§ Goal: Extract every line of the listing below that contains the word "stone".

§ Source data:
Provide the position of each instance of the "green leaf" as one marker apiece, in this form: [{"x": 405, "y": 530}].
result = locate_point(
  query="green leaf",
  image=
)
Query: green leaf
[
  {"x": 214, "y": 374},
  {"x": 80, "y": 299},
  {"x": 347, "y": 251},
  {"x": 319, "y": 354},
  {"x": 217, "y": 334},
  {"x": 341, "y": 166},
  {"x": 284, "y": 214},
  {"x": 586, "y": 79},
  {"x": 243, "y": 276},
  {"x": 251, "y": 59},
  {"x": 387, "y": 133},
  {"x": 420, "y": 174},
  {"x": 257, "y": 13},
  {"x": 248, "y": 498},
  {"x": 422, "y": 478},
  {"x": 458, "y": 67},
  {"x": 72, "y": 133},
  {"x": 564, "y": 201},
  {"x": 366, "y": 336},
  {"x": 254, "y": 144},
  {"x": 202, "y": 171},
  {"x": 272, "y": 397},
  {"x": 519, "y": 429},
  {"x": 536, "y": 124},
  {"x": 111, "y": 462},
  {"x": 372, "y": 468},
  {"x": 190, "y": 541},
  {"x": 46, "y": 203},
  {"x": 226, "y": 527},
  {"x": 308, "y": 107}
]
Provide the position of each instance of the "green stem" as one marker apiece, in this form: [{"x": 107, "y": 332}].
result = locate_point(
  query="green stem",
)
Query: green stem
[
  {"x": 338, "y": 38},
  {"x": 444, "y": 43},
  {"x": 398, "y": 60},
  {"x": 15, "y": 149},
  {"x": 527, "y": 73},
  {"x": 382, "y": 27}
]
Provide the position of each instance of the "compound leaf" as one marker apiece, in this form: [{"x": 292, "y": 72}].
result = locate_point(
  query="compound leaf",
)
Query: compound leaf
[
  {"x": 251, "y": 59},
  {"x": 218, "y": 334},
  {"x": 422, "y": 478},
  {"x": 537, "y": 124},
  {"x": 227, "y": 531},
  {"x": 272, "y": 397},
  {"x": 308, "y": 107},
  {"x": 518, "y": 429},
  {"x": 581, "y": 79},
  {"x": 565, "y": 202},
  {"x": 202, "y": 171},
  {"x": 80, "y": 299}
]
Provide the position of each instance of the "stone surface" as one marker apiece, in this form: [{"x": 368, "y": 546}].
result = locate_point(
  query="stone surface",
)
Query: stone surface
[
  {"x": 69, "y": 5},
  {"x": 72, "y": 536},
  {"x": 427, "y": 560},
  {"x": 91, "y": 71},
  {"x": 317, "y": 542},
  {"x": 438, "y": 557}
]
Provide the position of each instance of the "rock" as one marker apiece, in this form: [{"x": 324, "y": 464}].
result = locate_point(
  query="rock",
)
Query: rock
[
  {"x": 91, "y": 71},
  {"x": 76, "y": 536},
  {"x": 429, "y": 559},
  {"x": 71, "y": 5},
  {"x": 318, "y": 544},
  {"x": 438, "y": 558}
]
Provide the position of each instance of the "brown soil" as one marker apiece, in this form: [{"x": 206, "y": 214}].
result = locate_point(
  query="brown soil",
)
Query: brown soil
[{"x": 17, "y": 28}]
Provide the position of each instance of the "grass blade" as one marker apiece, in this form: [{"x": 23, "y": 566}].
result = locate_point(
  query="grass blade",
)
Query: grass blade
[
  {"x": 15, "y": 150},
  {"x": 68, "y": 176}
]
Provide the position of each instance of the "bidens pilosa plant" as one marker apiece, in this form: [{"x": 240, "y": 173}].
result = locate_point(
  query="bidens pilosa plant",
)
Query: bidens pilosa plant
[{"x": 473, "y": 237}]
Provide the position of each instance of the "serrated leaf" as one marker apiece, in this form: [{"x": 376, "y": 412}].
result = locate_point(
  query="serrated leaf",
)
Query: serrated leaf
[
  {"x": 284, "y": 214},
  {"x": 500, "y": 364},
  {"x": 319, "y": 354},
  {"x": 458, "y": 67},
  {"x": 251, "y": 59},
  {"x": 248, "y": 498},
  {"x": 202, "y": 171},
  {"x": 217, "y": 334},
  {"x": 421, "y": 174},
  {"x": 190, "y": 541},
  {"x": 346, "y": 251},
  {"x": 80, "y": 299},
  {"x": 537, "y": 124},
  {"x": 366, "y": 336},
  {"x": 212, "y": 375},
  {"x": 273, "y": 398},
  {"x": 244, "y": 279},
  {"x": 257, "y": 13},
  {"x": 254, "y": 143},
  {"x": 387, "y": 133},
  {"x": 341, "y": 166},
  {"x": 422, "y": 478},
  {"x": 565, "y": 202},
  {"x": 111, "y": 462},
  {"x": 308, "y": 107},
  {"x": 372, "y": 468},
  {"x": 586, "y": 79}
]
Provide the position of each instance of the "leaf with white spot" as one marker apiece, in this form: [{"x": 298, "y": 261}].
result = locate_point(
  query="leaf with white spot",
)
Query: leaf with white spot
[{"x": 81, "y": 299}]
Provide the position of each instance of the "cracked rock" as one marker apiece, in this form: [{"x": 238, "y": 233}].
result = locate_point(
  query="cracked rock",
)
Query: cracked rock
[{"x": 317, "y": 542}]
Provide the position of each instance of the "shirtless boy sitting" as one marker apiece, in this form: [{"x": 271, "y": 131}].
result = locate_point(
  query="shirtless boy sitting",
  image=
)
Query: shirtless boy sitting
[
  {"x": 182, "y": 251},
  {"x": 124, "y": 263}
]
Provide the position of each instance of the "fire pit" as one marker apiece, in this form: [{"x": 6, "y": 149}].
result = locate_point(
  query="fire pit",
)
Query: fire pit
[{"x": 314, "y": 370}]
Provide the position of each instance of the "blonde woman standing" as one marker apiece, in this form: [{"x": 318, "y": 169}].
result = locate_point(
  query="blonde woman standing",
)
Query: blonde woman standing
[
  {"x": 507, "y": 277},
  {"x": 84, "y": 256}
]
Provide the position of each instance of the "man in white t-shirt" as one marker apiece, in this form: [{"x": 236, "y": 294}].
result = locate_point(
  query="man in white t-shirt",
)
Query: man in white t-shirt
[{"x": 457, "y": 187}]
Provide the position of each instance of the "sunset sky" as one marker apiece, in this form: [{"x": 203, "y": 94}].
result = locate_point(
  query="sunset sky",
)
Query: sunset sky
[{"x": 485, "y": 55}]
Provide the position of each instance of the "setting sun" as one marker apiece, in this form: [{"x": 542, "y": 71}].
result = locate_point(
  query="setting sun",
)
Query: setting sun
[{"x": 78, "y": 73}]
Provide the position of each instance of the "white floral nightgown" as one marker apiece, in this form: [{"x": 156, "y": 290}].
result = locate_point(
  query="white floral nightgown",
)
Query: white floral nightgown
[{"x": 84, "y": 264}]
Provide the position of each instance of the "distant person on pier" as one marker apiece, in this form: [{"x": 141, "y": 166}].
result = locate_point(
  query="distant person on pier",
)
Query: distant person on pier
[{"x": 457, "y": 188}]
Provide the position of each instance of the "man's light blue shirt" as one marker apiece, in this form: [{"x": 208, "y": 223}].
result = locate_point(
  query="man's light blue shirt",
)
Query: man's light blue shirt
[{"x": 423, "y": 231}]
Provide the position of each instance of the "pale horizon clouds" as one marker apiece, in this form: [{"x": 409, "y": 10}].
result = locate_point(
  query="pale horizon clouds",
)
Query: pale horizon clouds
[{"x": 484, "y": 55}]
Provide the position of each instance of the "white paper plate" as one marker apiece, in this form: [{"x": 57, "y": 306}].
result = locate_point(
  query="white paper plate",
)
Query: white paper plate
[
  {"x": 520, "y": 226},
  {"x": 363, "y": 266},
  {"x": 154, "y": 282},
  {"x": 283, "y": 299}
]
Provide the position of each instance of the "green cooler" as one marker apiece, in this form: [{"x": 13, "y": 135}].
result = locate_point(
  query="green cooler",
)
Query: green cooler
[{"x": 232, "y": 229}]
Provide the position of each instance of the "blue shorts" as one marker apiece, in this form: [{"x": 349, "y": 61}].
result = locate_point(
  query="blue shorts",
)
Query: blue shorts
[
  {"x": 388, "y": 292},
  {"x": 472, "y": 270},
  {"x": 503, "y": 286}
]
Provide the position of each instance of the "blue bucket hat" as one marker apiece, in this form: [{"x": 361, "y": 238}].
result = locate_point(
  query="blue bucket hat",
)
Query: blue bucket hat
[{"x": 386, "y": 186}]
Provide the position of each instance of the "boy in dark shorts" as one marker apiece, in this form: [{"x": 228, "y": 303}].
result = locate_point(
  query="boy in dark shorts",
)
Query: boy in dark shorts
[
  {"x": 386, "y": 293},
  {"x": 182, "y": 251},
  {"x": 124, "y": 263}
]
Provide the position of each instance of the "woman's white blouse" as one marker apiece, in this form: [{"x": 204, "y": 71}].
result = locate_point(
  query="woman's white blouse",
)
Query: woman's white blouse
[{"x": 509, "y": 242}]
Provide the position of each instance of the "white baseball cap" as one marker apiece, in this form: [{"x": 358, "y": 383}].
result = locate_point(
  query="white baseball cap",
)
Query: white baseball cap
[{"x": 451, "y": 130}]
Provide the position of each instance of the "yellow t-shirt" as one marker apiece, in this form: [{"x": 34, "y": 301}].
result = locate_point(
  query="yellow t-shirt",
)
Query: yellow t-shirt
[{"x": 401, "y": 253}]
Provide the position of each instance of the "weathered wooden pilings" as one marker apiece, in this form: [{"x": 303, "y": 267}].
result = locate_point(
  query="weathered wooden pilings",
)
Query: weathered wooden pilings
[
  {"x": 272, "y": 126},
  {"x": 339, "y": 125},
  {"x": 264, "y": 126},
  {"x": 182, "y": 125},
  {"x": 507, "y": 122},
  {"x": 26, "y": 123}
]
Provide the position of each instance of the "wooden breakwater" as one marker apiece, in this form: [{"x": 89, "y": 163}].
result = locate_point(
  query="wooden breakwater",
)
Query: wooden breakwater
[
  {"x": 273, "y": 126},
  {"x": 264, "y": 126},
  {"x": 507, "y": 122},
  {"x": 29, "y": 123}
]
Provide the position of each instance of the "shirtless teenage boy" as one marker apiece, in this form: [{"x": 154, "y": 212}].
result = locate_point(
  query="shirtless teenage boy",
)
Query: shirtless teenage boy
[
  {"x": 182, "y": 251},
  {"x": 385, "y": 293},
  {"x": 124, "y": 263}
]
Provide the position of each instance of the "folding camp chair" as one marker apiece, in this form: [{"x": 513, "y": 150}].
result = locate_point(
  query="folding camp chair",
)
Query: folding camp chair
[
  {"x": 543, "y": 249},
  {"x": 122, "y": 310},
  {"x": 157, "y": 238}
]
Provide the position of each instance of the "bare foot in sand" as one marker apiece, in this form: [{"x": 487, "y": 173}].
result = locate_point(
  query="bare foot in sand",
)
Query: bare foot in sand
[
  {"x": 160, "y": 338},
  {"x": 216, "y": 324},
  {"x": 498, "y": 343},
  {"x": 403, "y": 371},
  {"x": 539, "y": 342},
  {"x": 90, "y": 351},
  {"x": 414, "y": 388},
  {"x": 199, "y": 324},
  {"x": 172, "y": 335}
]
...
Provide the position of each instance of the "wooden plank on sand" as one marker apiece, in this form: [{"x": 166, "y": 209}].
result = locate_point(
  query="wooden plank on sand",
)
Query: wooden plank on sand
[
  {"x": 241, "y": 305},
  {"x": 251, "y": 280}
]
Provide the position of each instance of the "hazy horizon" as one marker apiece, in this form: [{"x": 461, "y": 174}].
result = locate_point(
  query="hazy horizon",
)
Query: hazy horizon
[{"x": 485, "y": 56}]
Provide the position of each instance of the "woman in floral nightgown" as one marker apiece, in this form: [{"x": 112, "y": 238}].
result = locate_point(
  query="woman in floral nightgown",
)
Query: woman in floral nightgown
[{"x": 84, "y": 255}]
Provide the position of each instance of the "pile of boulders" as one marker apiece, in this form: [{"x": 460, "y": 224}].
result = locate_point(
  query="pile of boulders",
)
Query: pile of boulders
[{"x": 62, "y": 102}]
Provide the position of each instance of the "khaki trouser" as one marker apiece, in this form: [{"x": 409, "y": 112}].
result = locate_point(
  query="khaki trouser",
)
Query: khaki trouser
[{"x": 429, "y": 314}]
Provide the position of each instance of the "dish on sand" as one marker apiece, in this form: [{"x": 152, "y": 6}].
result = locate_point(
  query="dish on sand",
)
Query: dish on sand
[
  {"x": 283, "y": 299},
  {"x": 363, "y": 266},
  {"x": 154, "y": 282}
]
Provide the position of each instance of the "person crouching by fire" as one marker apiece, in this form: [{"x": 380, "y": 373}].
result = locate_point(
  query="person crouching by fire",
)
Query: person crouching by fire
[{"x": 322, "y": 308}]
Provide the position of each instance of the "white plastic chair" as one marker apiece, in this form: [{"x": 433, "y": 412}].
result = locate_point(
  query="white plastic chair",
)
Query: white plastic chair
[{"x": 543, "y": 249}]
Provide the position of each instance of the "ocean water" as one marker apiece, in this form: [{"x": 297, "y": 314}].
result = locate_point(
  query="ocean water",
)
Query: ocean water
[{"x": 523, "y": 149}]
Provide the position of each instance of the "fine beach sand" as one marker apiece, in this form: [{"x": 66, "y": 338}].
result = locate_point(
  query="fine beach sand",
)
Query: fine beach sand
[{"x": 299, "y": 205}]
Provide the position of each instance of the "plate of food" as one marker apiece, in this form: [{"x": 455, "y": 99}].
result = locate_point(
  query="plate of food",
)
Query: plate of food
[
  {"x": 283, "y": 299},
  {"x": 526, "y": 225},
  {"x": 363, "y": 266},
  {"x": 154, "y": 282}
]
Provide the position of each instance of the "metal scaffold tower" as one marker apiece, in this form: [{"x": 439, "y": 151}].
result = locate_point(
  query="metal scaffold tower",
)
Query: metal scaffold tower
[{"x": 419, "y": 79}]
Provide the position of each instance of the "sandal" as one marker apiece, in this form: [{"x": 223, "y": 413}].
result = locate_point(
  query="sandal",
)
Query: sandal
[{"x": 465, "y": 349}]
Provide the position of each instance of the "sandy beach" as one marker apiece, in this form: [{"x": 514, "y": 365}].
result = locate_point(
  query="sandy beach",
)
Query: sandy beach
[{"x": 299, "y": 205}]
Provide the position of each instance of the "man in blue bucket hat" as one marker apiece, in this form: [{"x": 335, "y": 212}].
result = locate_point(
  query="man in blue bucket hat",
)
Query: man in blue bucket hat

§ Written answer:
Provide the position of each instance of the "stone surface" as one marker apiece, in this form: [{"x": 368, "y": 546}].
  query="stone surface",
Query: stone surface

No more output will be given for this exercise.